Entries shown:

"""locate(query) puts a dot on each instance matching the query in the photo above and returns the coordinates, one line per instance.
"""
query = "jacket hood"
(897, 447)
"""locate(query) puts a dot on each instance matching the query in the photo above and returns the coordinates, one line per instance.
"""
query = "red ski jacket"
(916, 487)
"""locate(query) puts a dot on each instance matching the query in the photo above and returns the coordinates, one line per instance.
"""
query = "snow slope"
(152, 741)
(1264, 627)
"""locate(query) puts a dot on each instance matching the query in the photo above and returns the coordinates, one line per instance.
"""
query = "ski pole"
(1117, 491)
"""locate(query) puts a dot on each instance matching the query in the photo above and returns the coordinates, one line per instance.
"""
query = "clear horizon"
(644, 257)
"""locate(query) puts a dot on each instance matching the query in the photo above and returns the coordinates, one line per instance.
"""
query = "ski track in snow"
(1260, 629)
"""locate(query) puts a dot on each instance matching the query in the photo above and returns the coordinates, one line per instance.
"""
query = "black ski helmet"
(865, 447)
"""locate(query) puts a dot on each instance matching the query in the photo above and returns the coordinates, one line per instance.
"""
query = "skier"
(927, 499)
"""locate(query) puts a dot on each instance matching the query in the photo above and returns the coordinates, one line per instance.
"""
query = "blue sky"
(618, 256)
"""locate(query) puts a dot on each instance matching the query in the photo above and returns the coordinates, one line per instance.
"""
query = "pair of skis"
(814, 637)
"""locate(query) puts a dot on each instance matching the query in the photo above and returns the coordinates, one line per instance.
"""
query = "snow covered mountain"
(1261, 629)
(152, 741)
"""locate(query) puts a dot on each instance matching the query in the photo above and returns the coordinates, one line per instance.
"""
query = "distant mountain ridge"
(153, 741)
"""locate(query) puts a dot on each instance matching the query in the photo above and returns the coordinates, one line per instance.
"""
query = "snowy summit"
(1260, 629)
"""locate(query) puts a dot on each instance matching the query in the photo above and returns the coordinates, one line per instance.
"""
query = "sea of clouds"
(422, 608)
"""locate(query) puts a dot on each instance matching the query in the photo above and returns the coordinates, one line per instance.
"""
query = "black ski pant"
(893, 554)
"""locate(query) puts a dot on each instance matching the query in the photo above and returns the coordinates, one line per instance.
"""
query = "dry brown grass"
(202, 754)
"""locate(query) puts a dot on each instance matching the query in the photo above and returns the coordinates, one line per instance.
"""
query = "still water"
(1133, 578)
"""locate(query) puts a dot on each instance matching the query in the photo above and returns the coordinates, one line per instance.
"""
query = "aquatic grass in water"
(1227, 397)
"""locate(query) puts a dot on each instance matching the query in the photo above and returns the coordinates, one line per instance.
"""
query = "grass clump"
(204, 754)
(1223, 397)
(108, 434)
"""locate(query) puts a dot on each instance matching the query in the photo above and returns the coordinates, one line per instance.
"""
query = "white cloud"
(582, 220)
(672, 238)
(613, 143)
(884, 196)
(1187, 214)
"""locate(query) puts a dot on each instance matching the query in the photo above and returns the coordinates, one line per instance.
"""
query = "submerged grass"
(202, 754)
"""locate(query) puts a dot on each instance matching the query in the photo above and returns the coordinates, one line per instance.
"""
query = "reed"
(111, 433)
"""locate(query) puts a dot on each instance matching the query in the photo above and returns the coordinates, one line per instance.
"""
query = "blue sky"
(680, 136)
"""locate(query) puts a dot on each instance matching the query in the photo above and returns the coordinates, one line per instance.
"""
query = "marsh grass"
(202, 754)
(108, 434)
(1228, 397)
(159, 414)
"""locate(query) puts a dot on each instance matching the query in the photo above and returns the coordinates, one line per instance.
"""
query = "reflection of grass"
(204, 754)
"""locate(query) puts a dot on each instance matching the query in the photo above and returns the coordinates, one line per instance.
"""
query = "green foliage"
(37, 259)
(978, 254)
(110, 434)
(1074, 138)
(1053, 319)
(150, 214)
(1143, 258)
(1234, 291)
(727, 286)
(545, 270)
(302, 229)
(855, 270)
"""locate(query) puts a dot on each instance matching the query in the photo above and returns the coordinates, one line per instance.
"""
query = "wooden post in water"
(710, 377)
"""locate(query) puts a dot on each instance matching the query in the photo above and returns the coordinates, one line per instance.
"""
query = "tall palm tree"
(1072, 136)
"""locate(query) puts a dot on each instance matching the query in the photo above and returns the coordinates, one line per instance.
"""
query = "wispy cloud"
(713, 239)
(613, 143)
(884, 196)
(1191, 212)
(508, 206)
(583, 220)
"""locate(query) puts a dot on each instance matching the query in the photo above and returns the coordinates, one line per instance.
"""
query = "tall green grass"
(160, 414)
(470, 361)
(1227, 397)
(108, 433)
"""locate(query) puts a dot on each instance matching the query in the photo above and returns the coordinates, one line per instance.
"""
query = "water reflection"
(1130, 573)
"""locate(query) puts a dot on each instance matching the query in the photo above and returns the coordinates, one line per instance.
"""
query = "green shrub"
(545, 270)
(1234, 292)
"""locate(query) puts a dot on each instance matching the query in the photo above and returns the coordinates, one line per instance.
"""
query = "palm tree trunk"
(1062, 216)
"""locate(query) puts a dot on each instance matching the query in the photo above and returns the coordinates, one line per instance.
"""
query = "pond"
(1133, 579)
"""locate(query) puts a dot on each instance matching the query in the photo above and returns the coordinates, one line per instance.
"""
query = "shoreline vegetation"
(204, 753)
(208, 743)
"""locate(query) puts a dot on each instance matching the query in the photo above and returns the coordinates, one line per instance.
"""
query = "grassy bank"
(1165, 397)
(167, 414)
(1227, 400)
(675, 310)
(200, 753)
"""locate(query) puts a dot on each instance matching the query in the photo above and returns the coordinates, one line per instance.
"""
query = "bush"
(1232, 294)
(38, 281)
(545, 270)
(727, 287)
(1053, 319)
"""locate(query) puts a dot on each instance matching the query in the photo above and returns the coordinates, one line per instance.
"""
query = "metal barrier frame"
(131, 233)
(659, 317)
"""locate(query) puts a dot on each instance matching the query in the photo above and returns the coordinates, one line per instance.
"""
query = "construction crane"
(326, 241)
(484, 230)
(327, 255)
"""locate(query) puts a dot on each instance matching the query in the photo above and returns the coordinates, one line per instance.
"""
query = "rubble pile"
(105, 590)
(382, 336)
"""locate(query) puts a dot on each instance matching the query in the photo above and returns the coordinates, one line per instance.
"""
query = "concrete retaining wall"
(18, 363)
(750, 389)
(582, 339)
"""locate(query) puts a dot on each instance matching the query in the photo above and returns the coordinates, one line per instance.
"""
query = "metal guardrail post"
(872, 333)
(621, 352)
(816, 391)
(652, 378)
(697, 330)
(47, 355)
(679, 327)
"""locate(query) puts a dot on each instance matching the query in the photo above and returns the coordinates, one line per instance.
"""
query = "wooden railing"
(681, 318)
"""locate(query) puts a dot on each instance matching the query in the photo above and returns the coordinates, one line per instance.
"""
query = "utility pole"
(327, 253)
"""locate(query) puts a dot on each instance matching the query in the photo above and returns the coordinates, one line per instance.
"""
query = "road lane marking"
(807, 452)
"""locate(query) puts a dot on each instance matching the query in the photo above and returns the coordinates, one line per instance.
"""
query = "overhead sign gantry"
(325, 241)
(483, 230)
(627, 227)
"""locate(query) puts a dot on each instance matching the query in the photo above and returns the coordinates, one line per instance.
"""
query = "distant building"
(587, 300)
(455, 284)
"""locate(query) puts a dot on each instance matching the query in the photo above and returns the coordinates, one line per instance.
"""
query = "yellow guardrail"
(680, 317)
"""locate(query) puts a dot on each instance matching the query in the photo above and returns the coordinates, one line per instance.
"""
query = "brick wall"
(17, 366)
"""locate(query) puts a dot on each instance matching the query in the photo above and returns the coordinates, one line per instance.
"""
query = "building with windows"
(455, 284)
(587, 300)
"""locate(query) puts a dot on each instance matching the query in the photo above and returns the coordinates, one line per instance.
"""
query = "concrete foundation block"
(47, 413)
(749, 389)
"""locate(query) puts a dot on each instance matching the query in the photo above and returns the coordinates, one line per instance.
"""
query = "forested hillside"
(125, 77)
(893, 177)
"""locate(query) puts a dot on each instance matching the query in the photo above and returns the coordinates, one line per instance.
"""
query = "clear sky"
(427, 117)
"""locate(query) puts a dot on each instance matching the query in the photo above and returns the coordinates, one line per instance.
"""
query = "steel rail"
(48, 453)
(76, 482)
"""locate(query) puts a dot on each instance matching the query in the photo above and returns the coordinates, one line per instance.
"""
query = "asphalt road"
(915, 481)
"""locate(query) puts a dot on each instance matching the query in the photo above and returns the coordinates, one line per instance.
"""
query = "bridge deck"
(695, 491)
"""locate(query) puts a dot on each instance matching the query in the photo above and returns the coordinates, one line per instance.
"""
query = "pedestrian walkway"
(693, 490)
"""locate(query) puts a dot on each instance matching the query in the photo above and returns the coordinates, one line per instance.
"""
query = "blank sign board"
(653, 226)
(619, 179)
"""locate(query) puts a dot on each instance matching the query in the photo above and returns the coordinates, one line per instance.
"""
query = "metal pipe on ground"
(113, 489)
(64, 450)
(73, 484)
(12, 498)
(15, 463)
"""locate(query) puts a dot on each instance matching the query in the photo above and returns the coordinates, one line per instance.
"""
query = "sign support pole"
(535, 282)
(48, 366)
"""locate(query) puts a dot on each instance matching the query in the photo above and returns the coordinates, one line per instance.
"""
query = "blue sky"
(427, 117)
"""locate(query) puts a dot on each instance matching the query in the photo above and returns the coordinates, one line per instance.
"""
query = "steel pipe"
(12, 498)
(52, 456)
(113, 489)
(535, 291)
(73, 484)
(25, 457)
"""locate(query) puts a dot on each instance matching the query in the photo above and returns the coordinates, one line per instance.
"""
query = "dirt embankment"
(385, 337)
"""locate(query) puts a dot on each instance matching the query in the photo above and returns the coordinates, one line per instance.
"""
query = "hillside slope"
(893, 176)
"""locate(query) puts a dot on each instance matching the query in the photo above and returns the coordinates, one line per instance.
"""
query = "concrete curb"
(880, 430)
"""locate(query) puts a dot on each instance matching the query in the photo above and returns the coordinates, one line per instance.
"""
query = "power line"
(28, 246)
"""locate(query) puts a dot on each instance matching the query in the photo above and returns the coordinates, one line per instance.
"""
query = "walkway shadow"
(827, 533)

Your instructions:
Identify each line above that contains the string "reflection", where case counts, and copy every such line.

Task response:
query = "reflection of grass"
query = "water reflection"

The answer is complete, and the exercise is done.